PROBLEM TO SOLVE: Render every line of the listing below as a Markdown table with the columns Row and Line, numbering the lines in order and omitting blank lines. Leave the pictures out of your answer.

*** INPUT ***

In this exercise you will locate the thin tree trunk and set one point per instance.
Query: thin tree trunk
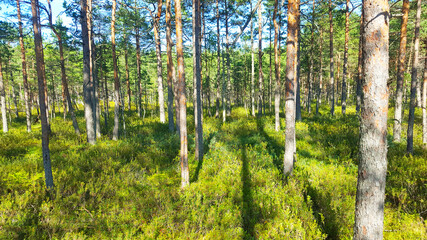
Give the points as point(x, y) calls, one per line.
point(197, 79)
point(331, 61)
point(359, 67)
point(345, 65)
point(414, 74)
point(185, 173)
point(41, 78)
point(369, 214)
point(170, 65)
point(397, 126)
point(424, 99)
point(24, 69)
point(260, 73)
point(116, 77)
point(278, 88)
point(159, 62)
point(291, 85)
point(88, 86)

***

FULL RESPONSE:
| Row | Line |
|---|---|
| 1 | In this exercise you will locate the thin tree trunk and set one point per instance. |
| 2 | Query: thin tree trunk |
| 3 | Give the points as point(x, y) calls, one per line. |
| 4 | point(197, 79) |
| 5 | point(331, 61) |
| 6 | point(359, 67) |
| 7 | point(345, 65) |
| 8 | point(414, 74) |
| 9 | point(185, 173) |
| 10 | point(41, 78) |
| 11 | point(369, 214) |
| 12 | point(170, 65) |
| 13 | point(397, 126) |
| 14 | point(424, 99) |
| 15 | point(24, 69) |
| 16 | point(260, 73) |
| 17 | point(116, 77) |
| 18 | point(278, 88) |
| 19 | point(159, 62) |
| 20 | point(291, 85) |
| 21 | point(88, 86) |